### Task details
Copy each line of the rows below that contains the string "Return". Treat uppercase and lowercase letters as different.

-- Begin Entries shown --

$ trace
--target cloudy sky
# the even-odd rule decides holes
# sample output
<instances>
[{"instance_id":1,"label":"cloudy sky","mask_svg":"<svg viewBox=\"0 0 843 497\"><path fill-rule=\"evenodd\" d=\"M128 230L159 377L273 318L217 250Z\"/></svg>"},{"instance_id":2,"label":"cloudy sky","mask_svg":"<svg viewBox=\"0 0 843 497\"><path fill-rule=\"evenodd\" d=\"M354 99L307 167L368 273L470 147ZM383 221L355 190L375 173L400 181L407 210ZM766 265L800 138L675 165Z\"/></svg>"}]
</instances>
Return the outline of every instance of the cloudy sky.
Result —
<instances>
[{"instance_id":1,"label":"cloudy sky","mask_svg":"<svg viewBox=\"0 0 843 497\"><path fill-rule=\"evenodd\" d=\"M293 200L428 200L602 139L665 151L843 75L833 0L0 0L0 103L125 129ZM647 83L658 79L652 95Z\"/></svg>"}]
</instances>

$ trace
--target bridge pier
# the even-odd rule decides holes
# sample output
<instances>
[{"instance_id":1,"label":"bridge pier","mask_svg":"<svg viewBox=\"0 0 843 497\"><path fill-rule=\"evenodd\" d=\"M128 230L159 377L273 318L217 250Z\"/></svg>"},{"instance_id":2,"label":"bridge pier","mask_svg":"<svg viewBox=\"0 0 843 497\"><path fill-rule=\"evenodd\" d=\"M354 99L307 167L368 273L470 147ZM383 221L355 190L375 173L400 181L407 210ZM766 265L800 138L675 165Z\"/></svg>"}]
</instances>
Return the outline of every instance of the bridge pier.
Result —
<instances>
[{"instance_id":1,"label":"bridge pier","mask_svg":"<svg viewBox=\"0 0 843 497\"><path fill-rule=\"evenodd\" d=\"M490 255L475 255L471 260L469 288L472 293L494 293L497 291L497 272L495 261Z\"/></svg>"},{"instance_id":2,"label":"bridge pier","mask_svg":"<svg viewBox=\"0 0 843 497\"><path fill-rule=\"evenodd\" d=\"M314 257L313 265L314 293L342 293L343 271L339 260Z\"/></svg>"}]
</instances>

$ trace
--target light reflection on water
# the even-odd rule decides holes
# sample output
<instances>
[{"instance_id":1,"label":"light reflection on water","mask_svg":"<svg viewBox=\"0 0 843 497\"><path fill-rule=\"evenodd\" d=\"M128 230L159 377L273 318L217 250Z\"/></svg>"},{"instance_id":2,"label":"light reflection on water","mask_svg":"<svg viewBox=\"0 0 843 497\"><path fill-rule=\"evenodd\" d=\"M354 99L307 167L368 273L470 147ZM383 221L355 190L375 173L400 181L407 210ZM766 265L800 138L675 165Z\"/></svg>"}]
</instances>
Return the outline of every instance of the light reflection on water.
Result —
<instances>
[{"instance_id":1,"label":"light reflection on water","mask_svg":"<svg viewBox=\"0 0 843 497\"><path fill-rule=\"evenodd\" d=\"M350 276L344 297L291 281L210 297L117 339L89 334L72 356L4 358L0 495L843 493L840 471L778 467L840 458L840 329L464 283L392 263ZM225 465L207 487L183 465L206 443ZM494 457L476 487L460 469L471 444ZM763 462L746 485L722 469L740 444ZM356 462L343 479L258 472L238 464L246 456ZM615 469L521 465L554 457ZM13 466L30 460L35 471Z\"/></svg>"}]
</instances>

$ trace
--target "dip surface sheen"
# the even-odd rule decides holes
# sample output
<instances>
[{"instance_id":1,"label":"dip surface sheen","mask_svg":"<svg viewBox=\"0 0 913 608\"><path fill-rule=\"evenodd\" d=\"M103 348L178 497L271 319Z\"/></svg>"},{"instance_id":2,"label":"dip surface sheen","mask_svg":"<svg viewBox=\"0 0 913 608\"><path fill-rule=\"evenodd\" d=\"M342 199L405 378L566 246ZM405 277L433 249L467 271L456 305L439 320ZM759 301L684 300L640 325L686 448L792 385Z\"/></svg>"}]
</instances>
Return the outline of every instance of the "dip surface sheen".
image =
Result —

-- End Entries shown --

### Result of the exercise
Return the outline of every instance of the cloudy sky.
Return the outline of every instance of the bridge pier.
Return the outline of every instance of the light reflection on water.
Return the outline of every instance of the "dip surface sheen".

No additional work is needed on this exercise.